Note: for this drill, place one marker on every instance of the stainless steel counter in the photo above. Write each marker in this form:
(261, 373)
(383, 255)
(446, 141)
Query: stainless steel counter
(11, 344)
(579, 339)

Problem details: Rewrite every line above, changing only the answer coordinates: shift each of them by adding 84 to both of its numbers.

Answer to this exercise:
Note: for this drill, place one marker on every instance of the stainless steel counter in the photo above. Write each marker in this form:
(261, 373)
(383, 255)
(446, 141)
Query: stainless steel counter
(95, 428)
(663, 423)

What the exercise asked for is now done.